### Text shown
○ ○ ○ ○

The death of Qassem Soleimani, the Islamic Republic of Iran’s terror mastermind, has been followed by seemingly massive protests throughout the country. State media have portrayed these gatherings as evidence of not only Gen. Soleimani’s popularity but as a sign of the regime’s legitimacy. A closer look at Iran’s political system and the history of protests under the regime demonstrates the opposite.
Many Iranians oppose the Islamic Republic and wish for its overthrow. Past acts of rebellion, including the 2017-2018 protests and the nationwide 2019 Aban uprising (named for the Iranian month of Aban), showed the depth of popular anger toward the regime – and especially its adventurism abroad, which has drained the government’s coffers in support of Syrian President Bashar al-Assad, Hezbollah in Lebanon, Hamas in the Gaza Strip and Palestinian Islamic Jihad. Protesters on the streets make clear that this was Gen. Soleimani and Supreme Leader Ayatollah Ali Khamenei’s doing.
The regime does have a significant number of supporters who may be genuinely bereaved and furious at the death of the Islamic Revolutionary Guard Corps general. And Mr. Khamenei is certainly capable of mobilizing his followers. But given a choice, the majority of Iranians would celebrate Gen. Soleimani’s death. He may have been a hero to some for “defeating” the Islamic State and defending the Islamic revolution through his sectarian campaign of bloodshed. But to many more Iranians, he was the leader of the regime’s oppressive apparatus, the senior leader of the Revolutionary Guards and commander of the Quds Force – the driving force behind the regime’s imperialist push throughout the Middle East, which fuelled the rise of the Islamic State.

○ ○ ○ ○

### Data listing
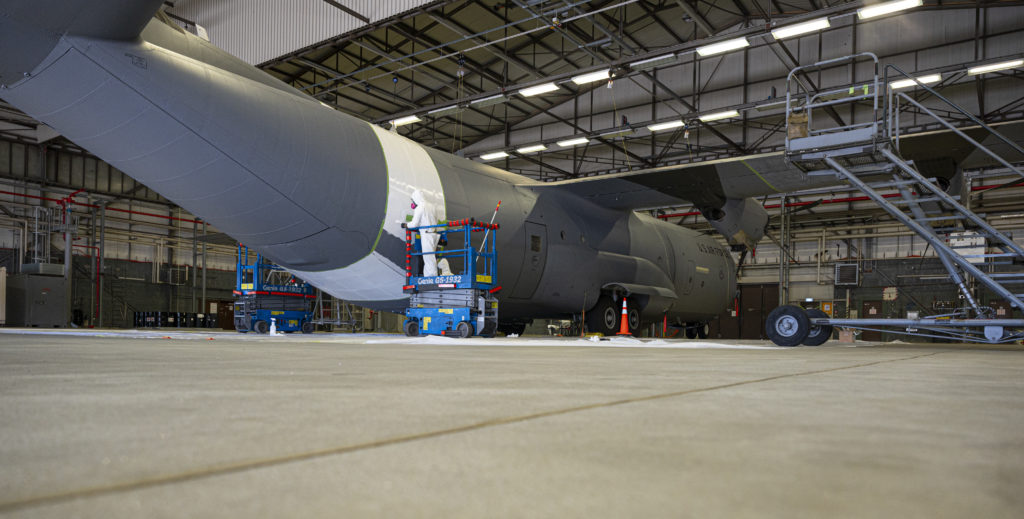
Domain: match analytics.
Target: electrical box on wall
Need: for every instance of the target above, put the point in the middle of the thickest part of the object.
(847, 274)
(36, 301)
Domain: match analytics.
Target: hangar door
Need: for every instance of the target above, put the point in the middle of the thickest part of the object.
(534, 260)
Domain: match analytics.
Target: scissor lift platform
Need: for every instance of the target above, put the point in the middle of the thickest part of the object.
(460, 304)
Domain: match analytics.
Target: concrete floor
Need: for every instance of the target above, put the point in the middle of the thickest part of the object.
(134, 425)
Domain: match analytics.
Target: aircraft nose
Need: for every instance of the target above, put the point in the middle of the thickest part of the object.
(25, 38)
(31, 29)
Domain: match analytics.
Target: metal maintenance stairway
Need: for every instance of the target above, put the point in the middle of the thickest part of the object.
(866, 156)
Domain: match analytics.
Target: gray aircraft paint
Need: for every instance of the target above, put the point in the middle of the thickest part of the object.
(321, 192)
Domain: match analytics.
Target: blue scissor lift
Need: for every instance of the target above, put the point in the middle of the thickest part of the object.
(462, 304)
(258, 301)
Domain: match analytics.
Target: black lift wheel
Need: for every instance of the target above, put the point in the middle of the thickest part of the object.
(704, 330)
(787, 326)
(412, 328)
(260, 327)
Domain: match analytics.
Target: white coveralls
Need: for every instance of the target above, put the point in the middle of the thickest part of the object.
(424, 215)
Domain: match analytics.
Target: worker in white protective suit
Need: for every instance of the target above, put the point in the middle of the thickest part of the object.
(423, 214)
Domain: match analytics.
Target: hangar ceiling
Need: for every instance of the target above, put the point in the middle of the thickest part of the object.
(458, 67)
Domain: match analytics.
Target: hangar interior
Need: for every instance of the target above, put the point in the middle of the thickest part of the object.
(630, 89)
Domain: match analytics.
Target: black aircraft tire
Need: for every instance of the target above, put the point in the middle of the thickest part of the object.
(787, 326)
(633, 314)
(704, 330)
(603, 318)
(489, 327)
(818, 335)
(512, 329)
(412, 328)
(464, 330)
(691, 331)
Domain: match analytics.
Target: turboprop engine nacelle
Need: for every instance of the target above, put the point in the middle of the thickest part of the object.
(741, 221)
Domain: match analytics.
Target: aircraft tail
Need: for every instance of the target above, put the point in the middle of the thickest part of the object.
(30, 29)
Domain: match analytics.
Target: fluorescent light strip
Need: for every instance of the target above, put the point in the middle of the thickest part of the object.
(887, 8)
(539, 89)
(985, 69)
(592, 77)
(666, 126)
(573, 142)
(906, 83)
(488, 99)
(531, 149)
(406, 120)
(652, 61)
(719, 116)
(799, 29)
(727, 45)
(496, 155)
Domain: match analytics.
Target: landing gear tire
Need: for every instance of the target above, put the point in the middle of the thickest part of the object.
(512, 329)
(702, 330)
(787, 326)
(488, 330)
(633, 314)
(412, 328)
(603, 318)
(464, 330)
(691, 330)
(817, 335)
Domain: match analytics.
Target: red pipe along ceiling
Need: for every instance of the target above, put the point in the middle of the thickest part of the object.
(128, 211)
(838, 201)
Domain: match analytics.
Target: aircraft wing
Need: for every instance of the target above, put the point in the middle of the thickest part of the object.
(705, 184)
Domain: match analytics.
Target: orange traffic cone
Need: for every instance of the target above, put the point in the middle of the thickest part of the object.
(624, 323)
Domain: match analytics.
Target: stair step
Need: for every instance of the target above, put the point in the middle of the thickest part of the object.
(940, 218)
(990, 255)
(925, 200)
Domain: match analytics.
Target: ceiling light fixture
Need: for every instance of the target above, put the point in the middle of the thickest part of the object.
(573, 142)
(725, 46)
(493, 156)
(487, 101)
(719, 116)
(799, 29)
(652, 61)
(666, 126)
(539, 89)
(592, 77)
(531, 148)
(402, 121)
(985, 69)
(887, 8)
(925, 80)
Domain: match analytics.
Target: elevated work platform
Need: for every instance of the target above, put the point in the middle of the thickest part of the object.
(865, 154)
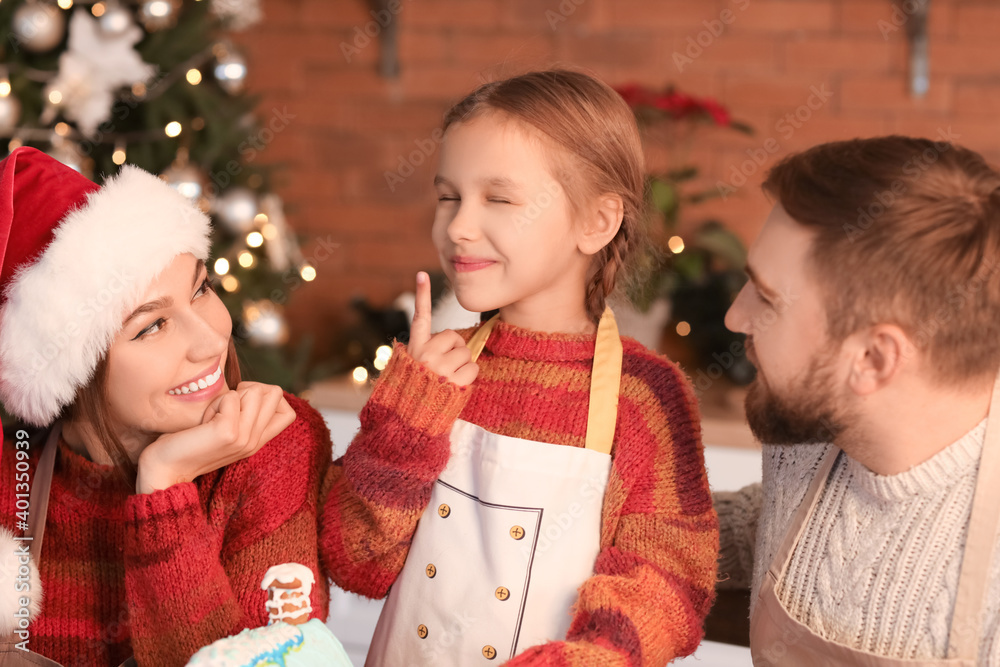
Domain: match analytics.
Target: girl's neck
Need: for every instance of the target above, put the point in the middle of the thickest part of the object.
(560, 319)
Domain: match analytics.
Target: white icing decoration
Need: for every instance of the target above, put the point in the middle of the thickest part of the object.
(287, 573)
(297, 597)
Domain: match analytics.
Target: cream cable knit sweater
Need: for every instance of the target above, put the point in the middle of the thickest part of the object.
(877, 566)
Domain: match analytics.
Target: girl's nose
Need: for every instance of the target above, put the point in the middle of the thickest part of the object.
(462, 226)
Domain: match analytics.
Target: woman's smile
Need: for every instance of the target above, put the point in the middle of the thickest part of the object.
(200, 388)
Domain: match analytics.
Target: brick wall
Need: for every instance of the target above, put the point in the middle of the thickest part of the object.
(773, 58)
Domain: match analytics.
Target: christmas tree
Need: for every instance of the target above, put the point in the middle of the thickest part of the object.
(156, 83)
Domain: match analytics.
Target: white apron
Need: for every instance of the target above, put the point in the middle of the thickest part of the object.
(779, 640)
(511, 532)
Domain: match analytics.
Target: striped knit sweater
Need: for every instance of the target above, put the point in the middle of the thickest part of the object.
(654, 578)
(161, 575)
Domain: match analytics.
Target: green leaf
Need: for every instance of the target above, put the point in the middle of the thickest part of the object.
(722, 243)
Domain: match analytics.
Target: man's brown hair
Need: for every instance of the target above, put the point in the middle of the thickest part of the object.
(908, 233)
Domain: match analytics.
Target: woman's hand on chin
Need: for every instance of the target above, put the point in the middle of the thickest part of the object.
(235, 425)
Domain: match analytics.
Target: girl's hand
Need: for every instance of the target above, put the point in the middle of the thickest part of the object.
(235, 425)
(445, 352)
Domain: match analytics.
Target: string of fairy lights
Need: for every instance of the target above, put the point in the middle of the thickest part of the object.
(99, 69)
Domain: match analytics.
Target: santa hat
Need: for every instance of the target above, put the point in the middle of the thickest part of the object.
(75, 259)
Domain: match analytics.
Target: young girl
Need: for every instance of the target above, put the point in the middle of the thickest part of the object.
(174, 486)
(534, 487)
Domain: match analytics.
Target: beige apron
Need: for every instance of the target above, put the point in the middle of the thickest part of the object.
(777, 639)
(10, 655)
(511, 532)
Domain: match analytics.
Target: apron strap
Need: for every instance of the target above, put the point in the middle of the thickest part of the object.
(801, 516)
(605, 384)
(984, 527)
(40, 488)
(605, 381)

○ ○ ○ ○

### Job
Decide whether each statement below agrees with the passage on Qassem Soleimani's death, answering yes or no and quoting the words of the passage that settle it: 1. State media presented the gatherings as a sign that the regime is legitimate. 2. The 2019 Aban uprising was limited to a single city. 3. Soleimani commanded the Quds Force. The entries have no connection to the text.

### Solved problem
1. Yes: "as a sign of the regime’s legitimacy"
2. No: "the nationwide 2019 Aban uprising"
3. Yes: "commander of the Quds Force"